Quantum mechanics states what the universe is made of while not giving an explanation of why it is that way while Relativity gives us an explanation of why it is what it is but does not tell us what is it made of. For example, the quantum world is defined by the mathematical properties of the wave function which defines its interaction with space and time in terms of the evolution of the wave-particle duality of existence and the uncertainty principal which states one cannot precisely measure the properties of Conjugate pairs such as the momentum or position of a particle with complete accuracy. However, it does not give an explanation of what existence is or how it interacts with its environment to create the universe we live in.
On the other hand, Relativity explains the existence of the universe and the particles it contains in terms of an interaction between space and time without telling us what wave-particle duality of existence is or how it interacts with it to create the uncertainty principal.
Therefore, to understand the dynamics of the uncertainty principle in terms of space-time we must first establish a physical connection between the mathematical evolution of the wave function and the properties of the space-time. This can be accomplished because in Relativity the evolution of space-time is defined in terms of an electromagnetic wave while, as was mentioned earlier the wave function defines how a quantum environment evolves to the point where it is observed.
This commonality suggests the wave function could be a mathematical representation of an electromagnetic wave in space-time.
(Einstein defined the medium responsible for the propagation an electromagnetic wave through space-time when he derived gravitational energy in terms of a curvature in it. This is because it shows the alternating physical curvatures caused by peak and valleys of a wave through its geometry can support its movement.)
One can connect them because the science of wave mechanics and Relatively tells us an electromagnetic wave moves continuously through space-time unless it is prevented from moving through time by someone or something interacting with it. This would result in it being confined to three-dimensional space. The science of wave mechanics also tells us the three-dimensional “walls” of this confinement will result in its energy being reflected back on itself thereby creating a resonant or standing wave in three-dimensional space. This would cause the energy of an electromagnetic wave to be concentrated at the point in space were a particle would be found. Additionally, wave mechanics also tells us the energy of a resonant system such as a standing wave can only take on the discrete or quantized values associated with its fundamental or a harmonic of its fundamental frequency that the wave function associates with a particle.
(The boundaries or “walls” of its confinement would be defined by its wave properties. If an electromagnetic wave is prevented from moving through time it will be reflected back on itself. However, that reflected wave still cannot move through time therefore it will be reflected back creating a standing wave. The wave itself defines its boundaries because if it cannot move though time it MUST STAND in place in the form of a standing wave called a photon.)

--*--

◆ What you need to do
a) In the passage on quantum mechanics and relativity, what name is given to the standing wave that forms when an electromagnetic wave cannot move through time?
b) List each thing that the passage on quantum mechanics and relativity says the science of wave mechanics tells us.
The lines after the passage on quantum mechanics and relativity are separate material with no connection to it.

Data for segmentation masks:
--*--

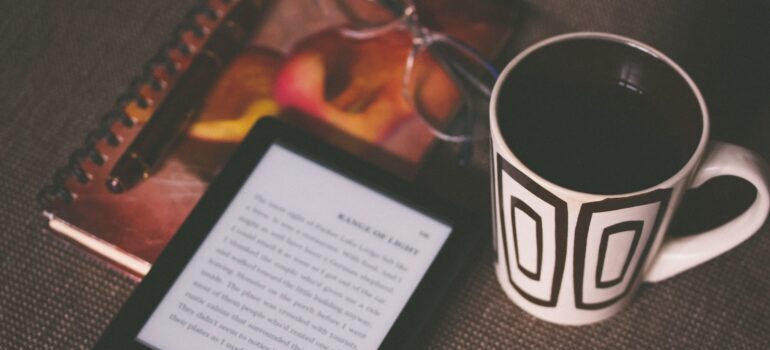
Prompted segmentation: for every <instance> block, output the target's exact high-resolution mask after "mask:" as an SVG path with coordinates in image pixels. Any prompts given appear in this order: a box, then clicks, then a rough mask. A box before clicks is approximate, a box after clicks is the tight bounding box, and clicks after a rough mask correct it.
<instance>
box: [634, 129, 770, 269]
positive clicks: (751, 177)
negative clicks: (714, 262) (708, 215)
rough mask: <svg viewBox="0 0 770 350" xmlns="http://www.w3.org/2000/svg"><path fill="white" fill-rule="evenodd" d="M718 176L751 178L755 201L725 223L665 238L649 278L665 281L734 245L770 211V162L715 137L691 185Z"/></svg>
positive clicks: (754, 229)
mask: <svg viewBox="0 0 770 350" xmlns="http://www.w3.org/2000/svg"><path fill="white" fill-rule="evenodd" d="M719 176H737V177H740V178H743V179H745V180H747V181H749V182H750V183H751V184H752V185H754V187H755V188H756V189H757V196H756V199H755V200H754V203H752V204H751V206H750V207H749V208H748V209H747V210H746V211H745V212H743V213H742V214H741V215H739V216H738V217H736V218H734V219H732V220H730V221H729V222H727V223H725V224H724V225H722V226H719V227H717V228H714V229H712V230H708V231H705V232H701V233H698V234H694V235H691V236H687V237H677V238H672V239H667V240H666V241H664V242H663V246H661V247H660V251H659V253H658V256H657V257H656V260H655V261H654V262H653V264H652V265H651V266H650V267H649V268H648V269H647V273H646V274H645V277H644V279H645V281H646V282H658V281H662V280H664V279H666V278H669V277H671V276H674V275H676V274H678V273H680V272H683V271H685V270H687V269H689V268H692V267H695V266H697V265H699V264H701V263H703V262H706V261H707V260H709V259H711V258H714V257H716V256H718V255H720V254H722V253H724V252H726V251H728V250H730V249H733V248H734V247H735V246H737V245H738V244H740V243H741V242H743V241H745V240H746V239H748V238H749V237H751V236H752V235H753V234H754V233H756V232H757V231H758V230H759V228H760V227H761V226H762V224H763V223H764V222H765V220H766V219H767V215H768V211H770V198H768V197H769V196H770V194H768V187H769V186H768V182H770V180H768V179H770V167H769V166H768V164H767V162H765V160H763V159H762V158H761V157H759V156H758V155H757V154H755V153H754V152H752V151H749V150H747V149H745V148H743V147H739V146H736V145H732V144H729V143H724V142H718V141H712V142H710V143H709V145H708V150H707V154H706V158H705V159H704V160H703V164H702V165H701V166H700V168H699V169H698V172H697V173H696V174H695V176H694V178H693V181H692V183H691V184H690V188H697V187H699V186H701V185H702V184H703V183H705V182H706V181H708V180H710V179H712V178H715V177H719Z"/></svg>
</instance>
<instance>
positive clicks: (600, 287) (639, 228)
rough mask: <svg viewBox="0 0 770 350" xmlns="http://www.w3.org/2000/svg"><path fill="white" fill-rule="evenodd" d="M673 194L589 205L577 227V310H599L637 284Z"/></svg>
mask: <svg viewBox="0 0 770 350" xmlns="http://www.w3.org/2000/svg"><path fill="white" fill-rule="evenodd" d="M670 194H671V191H670V190H657V191H653V192H650V193H646V194H642V195H639V196H634V197H626V198H613V199H607V200H603V201H599V202H593V203H586V204H583V205H582V206H581V208H580V214H579V215H578V221H577V226H576V227H575V249H574V263H573V266H574V269H573V272H574V275H573V279H574V282H575V306H576V307H577V308H579V309H590V310H594V309H600V308H603V307H607V306H609V305H611V304H613V303H615V302H617V301H618V300H620V299H621V298H623V296H625V295H626V294H627V293H628V292H629V291H630V290H631V287H633V285H634V284H635V283H636V282H637V278H638V276H639V273H640V272H641V270H642V267H643V265H644V262H645V261H646V259H647V254H649V251H650V248H651V247H652V244H653V242H654V241H655V238H656V236H657V234H658V231H659V228H660V221H661V219H662V218H663V215H664V213H665V210H666V206H667V204H668V199H669V197H670Z"/></svg>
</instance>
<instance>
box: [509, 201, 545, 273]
mask: <svg viewBox="0 0 770 350" xmlns="http://www.w3.org/2000/svg"><path fill="white" fill-rule="evenodd" d="M517 209H518V210H520V211H521V212H523V213H524V214H526V215H527V216H529V217H530V218H531V219H532V220H534V221H535V245H536V246H537V248H536V251H535V253H536V255H535V271H532V270H530V269H529V268H527V267H526V266H524V265H522V264H521V255H522V254H521V251H522V250H523V249H522V247H521V244H520V243H519V240H518V237H519V232H517V229H516V227H517V226H516V210H517ZM511 227H512V228H513V248H514V250H515V252H516V265H518V267H519V271H521V272H522V273H523V274H524V275H526V276H527V277H529V278H531V279H533V280H535V281H539V280H540V272H541V270H542V268H543V219H542V218H541V217H540V215H537V213H536V212H535V210H534V209H532V208H531V207H530V206H528V205H527V203H524V202H522V201H521V200H519V199H518V198H516V197H514V196H511Z"/></svg>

--*--

◆ Responses by item number
a) A photon.

b)
- An electromagnetic wave moves continuously through space-time unless someone or something interacting with it prevents it from moving through time. The passage attributes this to wave mechanics together with Relativity.
- The three-dimensional "walls" of that confinement reflect the wave's energy back on itself, creating a resonant or standing wave in three-dimensional space.
- The energy of a resonant system such as a standing wave can only take on discrete or quantized values associated with its fundamental frequency or a harmonic of it.